Exercise instructions: Rewrite the records below, beginning at the line that has "form: x=261 y=285." and stopping after the line that has "x=939 y=325", with the requests included. Shift every answer point coordinate by -121 and leave everything else as it is.

Data records:
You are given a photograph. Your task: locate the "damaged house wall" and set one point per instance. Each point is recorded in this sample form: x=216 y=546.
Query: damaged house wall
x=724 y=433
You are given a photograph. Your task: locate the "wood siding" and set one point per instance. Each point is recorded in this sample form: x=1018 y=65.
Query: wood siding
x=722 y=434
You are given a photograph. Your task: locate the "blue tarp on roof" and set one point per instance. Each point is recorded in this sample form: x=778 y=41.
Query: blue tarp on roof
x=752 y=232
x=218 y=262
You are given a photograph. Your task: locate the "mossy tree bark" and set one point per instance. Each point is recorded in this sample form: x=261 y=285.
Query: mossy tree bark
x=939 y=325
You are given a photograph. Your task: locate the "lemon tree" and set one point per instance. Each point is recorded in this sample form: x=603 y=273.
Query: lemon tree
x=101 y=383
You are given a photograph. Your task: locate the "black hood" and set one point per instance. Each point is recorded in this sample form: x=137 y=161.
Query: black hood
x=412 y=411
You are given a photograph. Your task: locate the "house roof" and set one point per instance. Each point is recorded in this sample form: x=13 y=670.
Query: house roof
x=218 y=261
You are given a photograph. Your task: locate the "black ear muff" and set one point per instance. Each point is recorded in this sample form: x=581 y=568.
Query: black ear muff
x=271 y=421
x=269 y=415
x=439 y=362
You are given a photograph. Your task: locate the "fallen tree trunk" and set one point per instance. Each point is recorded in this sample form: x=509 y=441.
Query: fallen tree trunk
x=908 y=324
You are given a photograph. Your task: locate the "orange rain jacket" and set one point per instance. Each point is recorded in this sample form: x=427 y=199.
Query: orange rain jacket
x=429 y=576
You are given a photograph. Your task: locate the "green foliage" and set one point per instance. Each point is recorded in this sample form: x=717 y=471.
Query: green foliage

Exercise solution:
You are given a photograph. Your task: locate the "mossy tree bark" and set one point per instance. Each point is recorded in this sample form: x=261 y=285.
Query: mossy tree bark
x=818 y=204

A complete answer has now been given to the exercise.